▶ _GOAL_: Take the material below and write it all out again exactly.

Records from a data source
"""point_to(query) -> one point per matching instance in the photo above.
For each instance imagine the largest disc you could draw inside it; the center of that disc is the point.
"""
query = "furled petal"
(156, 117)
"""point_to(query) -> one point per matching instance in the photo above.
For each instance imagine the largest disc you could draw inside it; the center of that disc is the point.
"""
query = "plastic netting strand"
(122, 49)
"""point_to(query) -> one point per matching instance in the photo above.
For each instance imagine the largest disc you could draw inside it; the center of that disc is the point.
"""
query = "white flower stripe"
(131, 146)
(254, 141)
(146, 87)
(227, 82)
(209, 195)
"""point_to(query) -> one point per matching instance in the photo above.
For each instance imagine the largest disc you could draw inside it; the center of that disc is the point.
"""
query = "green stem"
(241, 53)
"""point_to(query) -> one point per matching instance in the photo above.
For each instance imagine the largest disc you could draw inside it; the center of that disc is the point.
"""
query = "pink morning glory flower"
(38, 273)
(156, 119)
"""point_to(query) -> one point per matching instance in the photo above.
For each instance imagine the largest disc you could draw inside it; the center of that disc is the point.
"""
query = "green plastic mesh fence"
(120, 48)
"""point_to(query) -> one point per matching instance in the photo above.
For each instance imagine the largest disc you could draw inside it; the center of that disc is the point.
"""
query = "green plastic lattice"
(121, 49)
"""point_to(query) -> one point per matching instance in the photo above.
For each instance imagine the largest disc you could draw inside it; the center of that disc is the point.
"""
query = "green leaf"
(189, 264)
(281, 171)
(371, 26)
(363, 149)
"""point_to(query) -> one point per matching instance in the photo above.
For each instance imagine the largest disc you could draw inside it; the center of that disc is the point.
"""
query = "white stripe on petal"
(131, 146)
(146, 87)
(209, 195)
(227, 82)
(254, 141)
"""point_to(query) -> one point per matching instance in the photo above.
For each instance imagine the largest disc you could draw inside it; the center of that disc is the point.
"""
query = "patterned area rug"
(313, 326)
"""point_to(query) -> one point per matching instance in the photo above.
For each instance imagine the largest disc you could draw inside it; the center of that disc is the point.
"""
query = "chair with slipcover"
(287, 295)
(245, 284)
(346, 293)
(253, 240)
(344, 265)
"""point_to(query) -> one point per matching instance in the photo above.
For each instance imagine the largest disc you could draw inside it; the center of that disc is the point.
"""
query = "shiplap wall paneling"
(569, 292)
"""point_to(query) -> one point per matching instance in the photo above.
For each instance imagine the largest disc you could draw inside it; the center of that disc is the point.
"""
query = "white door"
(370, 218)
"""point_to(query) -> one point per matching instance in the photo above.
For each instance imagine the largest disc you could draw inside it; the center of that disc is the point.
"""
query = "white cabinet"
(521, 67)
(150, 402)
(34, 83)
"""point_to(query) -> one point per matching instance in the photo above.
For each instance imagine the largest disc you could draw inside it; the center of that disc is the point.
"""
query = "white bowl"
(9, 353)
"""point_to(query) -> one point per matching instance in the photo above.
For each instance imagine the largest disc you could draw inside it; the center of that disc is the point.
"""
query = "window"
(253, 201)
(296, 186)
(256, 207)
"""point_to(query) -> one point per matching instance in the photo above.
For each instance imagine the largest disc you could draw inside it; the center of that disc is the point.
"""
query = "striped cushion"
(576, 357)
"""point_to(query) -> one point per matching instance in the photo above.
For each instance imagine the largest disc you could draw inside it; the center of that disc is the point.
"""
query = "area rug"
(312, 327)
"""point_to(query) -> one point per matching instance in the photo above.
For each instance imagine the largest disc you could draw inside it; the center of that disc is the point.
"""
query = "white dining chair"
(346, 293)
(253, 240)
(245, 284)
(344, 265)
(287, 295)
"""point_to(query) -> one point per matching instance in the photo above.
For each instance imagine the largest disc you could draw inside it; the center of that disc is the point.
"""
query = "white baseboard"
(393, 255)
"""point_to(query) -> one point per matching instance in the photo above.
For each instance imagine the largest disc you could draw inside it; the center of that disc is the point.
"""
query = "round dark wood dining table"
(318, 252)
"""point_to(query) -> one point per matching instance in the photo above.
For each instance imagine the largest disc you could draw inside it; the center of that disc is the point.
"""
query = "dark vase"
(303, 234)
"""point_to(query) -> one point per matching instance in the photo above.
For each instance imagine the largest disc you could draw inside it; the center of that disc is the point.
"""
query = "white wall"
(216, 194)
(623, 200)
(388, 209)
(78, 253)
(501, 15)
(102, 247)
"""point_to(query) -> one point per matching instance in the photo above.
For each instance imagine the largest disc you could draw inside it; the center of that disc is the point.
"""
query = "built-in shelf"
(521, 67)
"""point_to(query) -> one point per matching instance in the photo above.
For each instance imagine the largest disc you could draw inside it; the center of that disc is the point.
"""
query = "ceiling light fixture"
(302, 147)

▶ _OUTPUT FOR THIS EXERCISE_:
"""point_to(query) -> one point per matching instance in the photo above.
For each instance imagine the largest disc you could draw inside it; the center of that disc is the point.
"""
query = "furled petal"
(156, 117)
"""point_to(query) -> one point per matching instance in the photo above.
For each instance imagine the largest disc you could draw inside it; the center of that disc is the point.
"""
query = "plastic netting strand"
(122, 49)
"""point_to(query) -> one point per matching instance in the photo above.
For each instance imagine the largest disc you could draw inside it; the center of that disc is the point.
"""
query = "white flower stripe"
(131, 146)
(254, 141)
(146, 87)
(227, 82)
(209, 195)
"""point_to(query) -> one point per matching instance in the photo above.
For each instance imagine the largest disc you could draw inside it; the center of that disc is the point.
"""
query = "green stem"
(241, 53)
"""point_to(query) -> one point per matching instance in the photo above.
For each instance imagine the largest disc you could draw inside it; the center of that disc is the point.
"""
query = "pink morning glory flower"
(38, 273)
(156, 119)
"""point_to(query) -> one point per matching instance in the photo above.
For each instance imagine the largest disc you could draw inside it; the center of that disc is the point.
"""
query = "green plastic mesh fence"
(120, 48)
"""point_to(query) -> one point per matching instance in the photo above.
For each instance imagine the largest disc you could draw inside it; the center of that disc is the point.
"""
query = "green plastic lattice"
(121, 49)
"""point_to(query) -> one point per matching instance in the photo above.
For each instance imagine the largest disc you could draw inside it; the center of that disc is the point.
"""
query = "green leaf"
(189, 264)
(281, 171)
(371, 26)
(363, 149)
"""point_to(query) -> one point per matching instance in the photo above.
For each instance imagine the largest disc you could draw inside it; the center of that disc is the point.
"""
query = "white stripe on petal"
(131, 146)
(146, 87)
(209, 195)
(227, 82)
(254, 141)
"""point_to(query) -> one point per matching instance in the photo above.
For each instance imagine the largest disc you could draw inside it; the center of that disc is the point.
"""
query = "patterned area rug"
(313, 326)
"""point_to(query) -> one point per matching instance in the photo above.
For each instance imagine the largest disc you could draw inside it; the center of that disc is the point.
"""
query = "chair with slipcover"
(287, 295)
(245, 284)
(346, 293)
(253, 240)
(344, 265)
"""point_to(query) -> one point per matching instance in the photo above.
For each instance imagine the largest disc you could draw inside it; the center of that disc is the point.
"""
query = "shiplap wall paneling"
(569, 292)
"""point_to(query) -> one point per matching instance in the photo above.
For each instance imagine the largest disc you could draw inside it; the center of that disc is the point.
"""
query = "white door"
(370, 218)
"""point_to(query) -> one point per matching instance in the photo above.
For each instance imagine the largest disc you could draw inside it; the center of that disc is the point.
"""
query = "white cabinet"
(521, 67)
(150, 402)
(34, 83)
"""point_to(query) -> one point per matching instance in the photo above.
For each instance imagine the largest disc you could draw inside it; the center of that disc is the point.
"""
query = "white bowl"
(9, 353)
"""point_to(query) -> one point per matching instance in the photo above.
For each instance imagine the largest disc you could draw inside it; the center of that disc is the point.
"""
query = "window"
(253, 201)
(296, 186)
(256, 207)
"""point_to(query) -> one point per matching instance in the photo above.
For each instance imagine the largest disc you could draw inside it; the center of that disc is the point.
"""
query = "striped cushion"
(576, 357)
"""point_to(query) -> one point per matching instance in the photo above.
For each instance imagine the largest disc you could draw inside it; the center of that disc is the point.
"""
query = "area rug"
(312, 327)
"""point_to(query) -> one point per matching instance in the photo above.
For each instance imagine the largest disc you could draw inside it; the center of that disc is the point.
"""
query = "white dining chair"
(346, 293)
(253, 240)
(245, 284)
(344, 265)
(287, 295)
"""point_to(query) -> one point per matching instance in the photo above.
For each instance imagine the largest disc you could draw inside it; the center of that disc is the point.
"""
query = "white baseboard"
(393, 255)
"""point_to(query) -> one point per matching instance in the photo above.
For each instance imagine the largest disc you could draw inside it; the center of that disc is the point.
"""
query = "round dark wood dining table"
(318, 252)
"""point_to(query) -> one point per matching instance in the photo above.
For each instance imagine the largest disc you could draw inside it; the center of that disc is the point.
"""
query = "dark vase"
(303, 234)
"""point_to(query) -> one point per matching instance in the photo above.
For each instance imagine the largest disc you could draw inside it; the center of that disc is the point.
"""
query = "white wall"
(216, 194)
(623, 200)
(388, 209)
(78, 253)
(501, 15)
(102, 247)
"""point_to(query) -> one point per matching instance in the photo above.
For each instance imagine the largest disc you could draw inside it; the center of that disc is the point.
"""
query = "built-in shelf"
(521, 67)
"""point_to(query) -> one point per matching instance in the photo above.
For each instance imagine the largest disc you could draw inside it; the center of that disc is the point.
"""
query = "ceiling light fixture"
(302, 147)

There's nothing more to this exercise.